Problems to solve —
1. Quote the tribute between "We’re here, we’re" and "down the hill.", inclusive.
2. Decide whether each statement agrees with the tribute. Answer yes or no, and quote the words of the tribute that settle it. (a) Mike McCurry died in Reno. (b) McCurry had a particular fondness for old Chevrolets and Fords. (c) The writer found McCurry's pictures of cars and the desert especially memorable.

Selected text —
☆ ☆ ☆

Remembering a pal

We’re here, we’re gone—we come, we go—we live, we kick the can. An old pal of mine just put a boot to his bucket, and I’m wondering if he got a great picture of it, perfectly lit with lenticular clouds in the background, before he sent it down the hill.

Mike McCurry lived for many years here in Reno before moving to Tucson, where he died recently at the age of 70. He had one main passion in this life, and that was photography. He was a terrific lensman who knew his stuff, and with his camera, Mike stirred the eye and soul of many. Especially memorable to me were his pictures of cars and the desert.

When you saw McCurry’s photos of classic American cars, you knew he loved them. Mike was not a man who left town during HAN. He had a sweet spot for old Chevrolets and Fords, and his photos of his favorite models were irresistible to those who share that particular fancy. My guess is that many hundreds of Mike’s posters that beautifully fetishized cars like the ’63 Corvette and the ’56 Chevy still hang in garages, offices, and “man caves” around America.

☆ ☆ ☆

(Collected data)
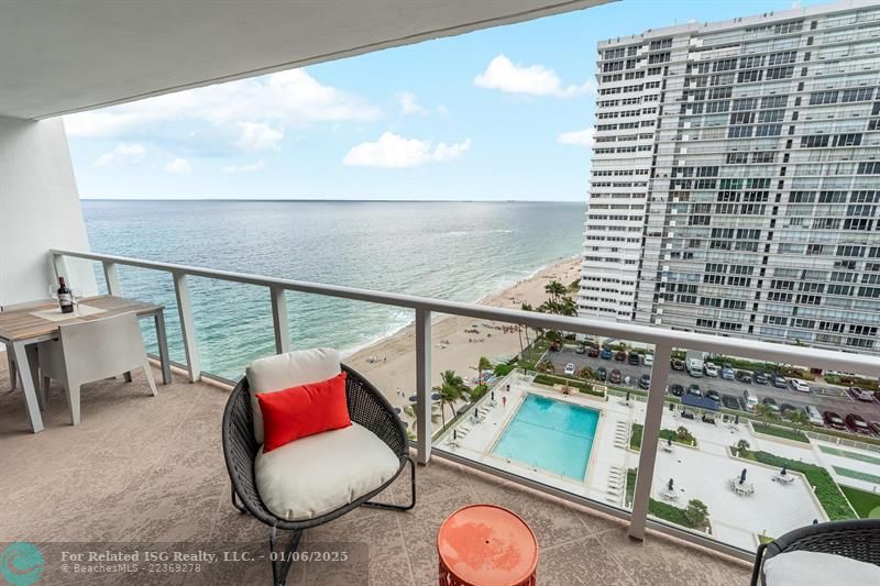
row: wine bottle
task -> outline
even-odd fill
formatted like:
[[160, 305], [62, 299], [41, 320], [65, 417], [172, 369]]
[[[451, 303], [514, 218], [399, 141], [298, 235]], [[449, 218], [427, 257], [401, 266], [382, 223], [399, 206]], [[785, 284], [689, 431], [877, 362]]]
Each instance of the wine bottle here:
[[62, 307], [62, 313], [74, 312], [74, 296], [64, 284], [64, 277], [58, 277], [58, 305]]

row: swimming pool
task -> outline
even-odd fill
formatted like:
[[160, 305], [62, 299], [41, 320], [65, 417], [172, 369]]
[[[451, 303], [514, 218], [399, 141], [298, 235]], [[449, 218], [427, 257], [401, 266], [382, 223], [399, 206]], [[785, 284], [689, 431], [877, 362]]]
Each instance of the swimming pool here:
[[595, 409], [530, 394], [492, 453], [583, 480], [597, 424]]

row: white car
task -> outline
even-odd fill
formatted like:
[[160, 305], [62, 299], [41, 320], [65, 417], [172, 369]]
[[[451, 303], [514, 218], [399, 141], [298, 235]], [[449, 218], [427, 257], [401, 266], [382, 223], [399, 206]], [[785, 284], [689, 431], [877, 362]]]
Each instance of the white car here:
[[800, 390], [801, 392], [810, 392], [810, 385], [807, 385], [800, 378], [791, 379], [791, 388], [793, 388], [794, 390]]

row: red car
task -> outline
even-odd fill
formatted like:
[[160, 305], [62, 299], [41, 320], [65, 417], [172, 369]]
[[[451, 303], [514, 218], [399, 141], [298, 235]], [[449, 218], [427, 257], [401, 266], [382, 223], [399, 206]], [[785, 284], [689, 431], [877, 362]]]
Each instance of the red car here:
[[857, 416], [856, 413], [849, 413], [846, 416], [846, 427], [849, 428], [849, 431], [853, 433], [861, 433], [864, 435], [871, 434], [871, 429], [868, 427], [868, 422], [865, 421], [861, 416]]
[[834, 411], [825, 411], [822, 413], [822, 419], [825, 420], [825, 425], [832, 429], [839, 429], [842, 431], [846, 431], [846, 424], [844, 424], [844, 418], [835, 413]]

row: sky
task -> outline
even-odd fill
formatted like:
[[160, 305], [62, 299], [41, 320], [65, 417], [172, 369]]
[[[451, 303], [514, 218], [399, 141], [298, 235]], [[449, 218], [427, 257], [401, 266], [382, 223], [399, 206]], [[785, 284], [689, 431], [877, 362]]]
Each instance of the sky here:
[[791, 7], [624, 0], [65, 126], [81, 198], [584, 201], [598, 41]]

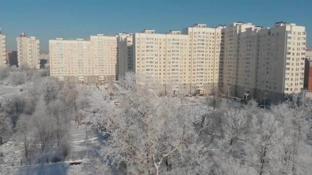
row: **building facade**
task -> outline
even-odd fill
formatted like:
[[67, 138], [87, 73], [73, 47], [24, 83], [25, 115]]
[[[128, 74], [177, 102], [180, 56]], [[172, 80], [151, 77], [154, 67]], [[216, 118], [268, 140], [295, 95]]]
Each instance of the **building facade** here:
[[[230, 29], [237, 26], [233, 34]], [[237, 35], [237, 29], [241, 30]], [[281, 22], [263, 28], [235, 23], [224, 34], [223, 93], [269, 104], [302, 92], [304, 27]]]
[[181, 33], [145, 29], [133, 35], [133, 71], [160, 82], [161, 94], [205, 94], [217, 91], [222, 30], [196, 24]]
[[312, 49], [305, 50], [304, 67], [304, 89], [312, 91]]
[[25, 33], [22, 33], [20, 37], [16, 38], [16, 41], [18, 65], [39, 69], [39, 40], [36, 39], [34, 36], [27, 37]]
[[10, 66], [15, 65], [18, 67], [17, 61], [17, 52], [12, 50], [7, 50], [7, 60], [8, 64]]
[[2, 34], [0, 28], [0, 66], [5, 65], [7, 64], [6, 54], [6, 35]]
[[97, 34], [90, 40], [49, 41], [50, 76], [60, 81], [104, 83], [115, 80], [116, 36]]
[[132, 33], [118, 34], [118, 47], [116, 66], [116, 78], [125, 75], [128, 71], [132, 71]]

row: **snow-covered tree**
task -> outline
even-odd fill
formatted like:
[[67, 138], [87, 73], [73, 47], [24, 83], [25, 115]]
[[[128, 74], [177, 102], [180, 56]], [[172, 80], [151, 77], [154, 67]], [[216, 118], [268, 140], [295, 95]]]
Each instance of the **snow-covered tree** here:
[[225, 148], [229, 157], [233, 156], [237, 148], [238, 141], [243, 139], [246, 127], [247, 112], [242, 109], [230, 108], [222, 118], [222, 128], [225, 136]]
[[52, 78], [45, 78], [41, 83], [39, 91], [46, 104], [56, 99], [59, 90], [57, 81]]
[[23, 115], [17, 124], [16, 142], [22, 140], [24, 144], [24, 155], [27, 161], [30, 161], [31, 148], [35, 144], [36, 133], [31, 116]]
[[25, 83], [26, 78], [26, 74], [24, 72], [11, 72], [9, 76], [10, 82], [13, 86]]
[[107, 136], [100, 155], [129, 174], [208, 172], [208, 149], [199, 134], [212, 108], [155, 98], [152, 83], [127, 73], [113, 86], [123, 107], [93, 103], [85, 111], [85, 122]]

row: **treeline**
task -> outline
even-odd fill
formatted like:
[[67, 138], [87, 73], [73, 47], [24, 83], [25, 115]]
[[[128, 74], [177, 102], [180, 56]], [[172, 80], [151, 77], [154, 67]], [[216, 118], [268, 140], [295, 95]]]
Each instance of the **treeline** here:
[[[23, 93], [0, 99], [0, 157], [14, 156], [11, 162], [16, 164], [22, 159], [31, 164], [32, 157], [38, 155], [44, 161], [45, 150], [50, 147], [50, 150], [57, 148], [65, 157], [68, 151], [70, 123], [81, 123], [80, 111], [88, 106], [89, 95], [74, 84], [45, 76], [46, 72], [12, 67], [2, 70], [8, 72], [8, 83], [17, 85], [10, 77], [20, 74], [25, 76], [27, 84]], [[21, 144], [23, 155], [19, 159], [8, 145]], [[7, 161], [6, 165], [5, 162], [1, 166], [9, 168], [11, 162]]]
[[295, 96], [269, 109], [212, 97], [189, 102], [157, 98], [142, 77], [128, 73], [110, 87], [121, 106], [85, 108], [85, 121], [107, 137], [86, 174], [312, 173], [311, 99]]

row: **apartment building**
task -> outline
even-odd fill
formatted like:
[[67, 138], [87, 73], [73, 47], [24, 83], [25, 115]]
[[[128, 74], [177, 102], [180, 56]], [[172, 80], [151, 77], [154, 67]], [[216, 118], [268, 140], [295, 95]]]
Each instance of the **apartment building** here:
[[2, 34], [0, 28], [0, 66], [7, 64], [7, 57], [6, 54], [6, 35]]
[[8, 65], [10, 66], [15, 65], [18, 67], [17, 62], [17, 52], [12, 50], [7, 50], [7, 61]]
[[218, 89], [220, 26], [196, 24], [181, 33], [145, 29], [133, 35], [133, 70], [160, 81], [162, 94], [206, 94]]
[[191, 94], [210, 94], [218, 91], [219, 61], [222, 54], [222, 30], [225, 26], [208, 28], [196, 24], [183, 29], [189, 40]]
[[304, 89], [312, 91], [312, 49], [305, 50], [304, 64]]
[[22, 33], [20, 36], [16, 38], [16, 41], [18, 65], [40, 69], [39, 40], [34, 36], [27, 37], [25, 33]]
[[238, 83], [239, 55], [239, 42], [242, 33], [246, 29], [254, 27], [251, 23], [233, 23], [223, 30], [224, 37], [224, 58], [222, 86], [220, 89], [224, 94], [235, 95], [235, 87]]
[[97, 34], [90, 40], [78, 38], [49, 41], [50, 76], [60, 81], [104, 83], [115, 80], [116, 36]]
[[132, 34], [120, 33], [118, 37], [116, 78], [133, 70]]
[[[230, 29], [233, 27], [233, 34]], [[237, 34], [237, 29], [241, 29]], [[269, 104], [301, 92], [304, 27], [280, 22], [264, 28], [235, 23], [224, 35], [224, 94]]]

☆ ☆ ☆

Responses to the tasks —
1.
We’re here, we’re gone—we come, we go—we live, we kick the can. An old pal of mine just put a boot to his bucket, and I’m wondering if he got a great picture of it, perfectly lit with lenticular clouds in the background, before he sent it down the hill.

2.
(a) No: "moving to Tucson, where he died recently at the age of 70."
(b) Yes: "He had a sweet spot for old Chevrolets and Fords"
(c) Yes: "Especially memorable to me were his pictures of cars and the desert."